> _Your objective_
Select every line in the records that contains the word "path", and copy each one out in full.
-- start Dataset --
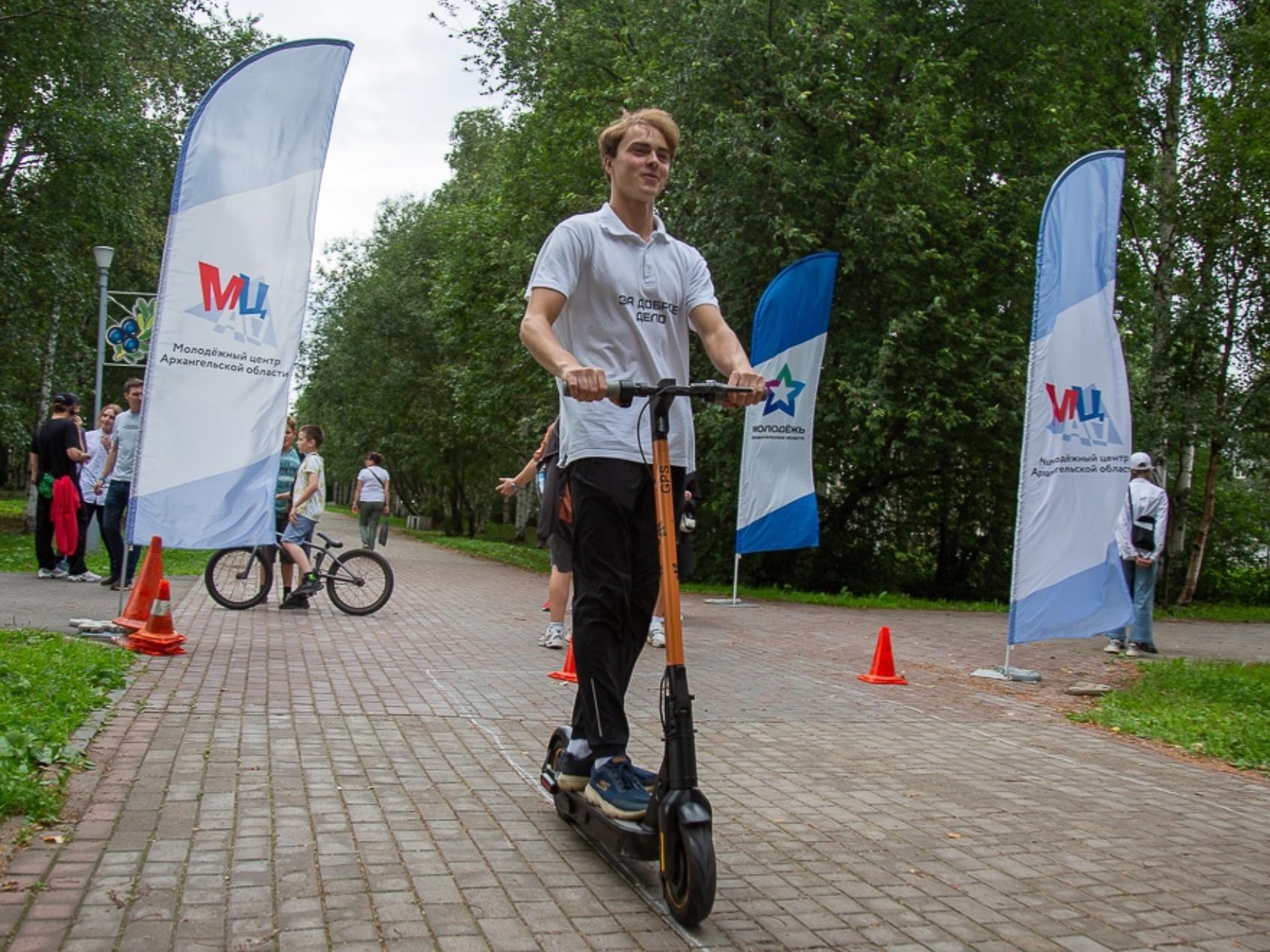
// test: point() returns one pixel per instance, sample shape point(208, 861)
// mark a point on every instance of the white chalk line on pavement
point(614, 860)
point(1050, 754)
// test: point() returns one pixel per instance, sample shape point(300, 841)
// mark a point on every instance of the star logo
point(782, 391)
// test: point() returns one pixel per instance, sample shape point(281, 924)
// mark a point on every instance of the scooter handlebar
point(622, 391)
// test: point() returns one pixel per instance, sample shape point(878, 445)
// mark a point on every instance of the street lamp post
point(103, 256)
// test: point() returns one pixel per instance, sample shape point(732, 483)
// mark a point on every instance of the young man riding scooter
point(612, 297)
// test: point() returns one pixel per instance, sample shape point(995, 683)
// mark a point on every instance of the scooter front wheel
point(561, 738)
point(688, 875)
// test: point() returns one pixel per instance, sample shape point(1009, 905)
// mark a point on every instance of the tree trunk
point(1205, 524)
point(1181, 499)
point(524, 507)
point(46, 389)
point(1216, 446)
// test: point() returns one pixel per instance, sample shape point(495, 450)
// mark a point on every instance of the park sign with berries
point(130, 337)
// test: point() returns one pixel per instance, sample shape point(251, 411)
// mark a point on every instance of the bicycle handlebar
point(622, 391)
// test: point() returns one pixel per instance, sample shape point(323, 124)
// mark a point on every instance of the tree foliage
point(916, 138)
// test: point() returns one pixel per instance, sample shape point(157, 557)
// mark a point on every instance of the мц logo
point(232, 306)
point(1078, 415)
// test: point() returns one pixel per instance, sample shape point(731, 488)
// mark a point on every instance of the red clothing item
point(65, 514)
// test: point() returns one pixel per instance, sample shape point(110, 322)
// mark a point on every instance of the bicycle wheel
point(360, 581)
point(239, 578)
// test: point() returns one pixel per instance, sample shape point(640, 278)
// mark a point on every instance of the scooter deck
point(624, 837)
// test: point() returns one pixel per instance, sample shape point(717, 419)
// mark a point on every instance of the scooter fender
point(692, 814)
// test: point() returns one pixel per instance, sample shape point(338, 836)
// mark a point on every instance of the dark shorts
point(561, 547)
point(280, 526)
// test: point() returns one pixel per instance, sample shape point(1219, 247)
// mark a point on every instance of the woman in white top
point(98, 446)
point(371, 498)
point(1139, 535)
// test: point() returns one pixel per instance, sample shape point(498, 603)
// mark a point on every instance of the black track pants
point(615, 581)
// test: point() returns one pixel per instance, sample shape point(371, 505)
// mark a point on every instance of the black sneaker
point(574, 772)
point(308, 587)
point(616, 790)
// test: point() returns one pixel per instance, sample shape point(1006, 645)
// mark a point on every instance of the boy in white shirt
point(308, 503)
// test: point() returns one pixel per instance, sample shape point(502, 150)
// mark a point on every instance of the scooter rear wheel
point(690, 875)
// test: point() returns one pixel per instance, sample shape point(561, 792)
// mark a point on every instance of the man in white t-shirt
point(371, 498)
point(117, 478)
point(612, 297)
point(1139, 535)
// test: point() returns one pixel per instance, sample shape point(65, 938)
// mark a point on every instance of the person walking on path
point(612, 296)
point(371, 498)
point(289, 465)
point(1139, 535)
point(308, 504)
point(555, 533)
point(56, 452)
point(97, 443)
point(117, 474)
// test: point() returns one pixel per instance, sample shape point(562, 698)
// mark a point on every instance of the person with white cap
point(1139, 535)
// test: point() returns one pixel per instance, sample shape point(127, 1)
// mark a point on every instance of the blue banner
point(1077, 427)
point(232, 299)
point(776, 505)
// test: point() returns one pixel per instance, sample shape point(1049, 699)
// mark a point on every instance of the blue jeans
point(114, 529)
point(1142, 587)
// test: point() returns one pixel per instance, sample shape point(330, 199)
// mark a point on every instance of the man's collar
point(615, 226)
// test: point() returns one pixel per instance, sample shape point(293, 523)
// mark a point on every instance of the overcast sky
point(406, 84)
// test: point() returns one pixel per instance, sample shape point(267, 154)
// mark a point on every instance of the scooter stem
point(667, 532)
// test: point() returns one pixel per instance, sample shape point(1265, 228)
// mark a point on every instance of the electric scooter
point(677, 828)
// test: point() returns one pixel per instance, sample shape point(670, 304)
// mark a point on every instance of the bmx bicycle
point(677, 826)
point(358, 581)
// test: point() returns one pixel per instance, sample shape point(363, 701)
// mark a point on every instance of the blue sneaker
point(573, 773)
point(616, 790)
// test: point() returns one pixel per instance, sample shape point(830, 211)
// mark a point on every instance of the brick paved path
point(323, 782)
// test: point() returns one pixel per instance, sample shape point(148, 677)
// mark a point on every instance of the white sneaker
point(657, 635)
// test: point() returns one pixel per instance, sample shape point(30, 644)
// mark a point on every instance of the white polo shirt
point(627, 311)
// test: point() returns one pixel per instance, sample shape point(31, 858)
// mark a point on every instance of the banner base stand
point(1007, 673)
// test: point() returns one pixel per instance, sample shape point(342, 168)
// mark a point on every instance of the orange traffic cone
point(568, 673)
point(158, 638)
point(145, 588)
point(883, 671)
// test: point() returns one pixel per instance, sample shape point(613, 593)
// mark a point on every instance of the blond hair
point(658, 120)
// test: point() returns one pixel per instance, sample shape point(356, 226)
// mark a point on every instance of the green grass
point(496, 544)
point(1214, 708)
point(48, 684)
point(1218, 614)
point(18, 550)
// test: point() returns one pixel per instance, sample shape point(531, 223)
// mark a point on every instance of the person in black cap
point(56, 451)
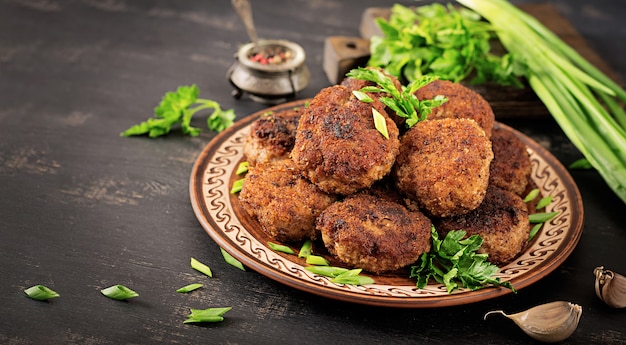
-- end Dataset --
> _Exercise solution_
// mark a point on every instance of the person walking on path
// mark a point on every instance of the brick paved path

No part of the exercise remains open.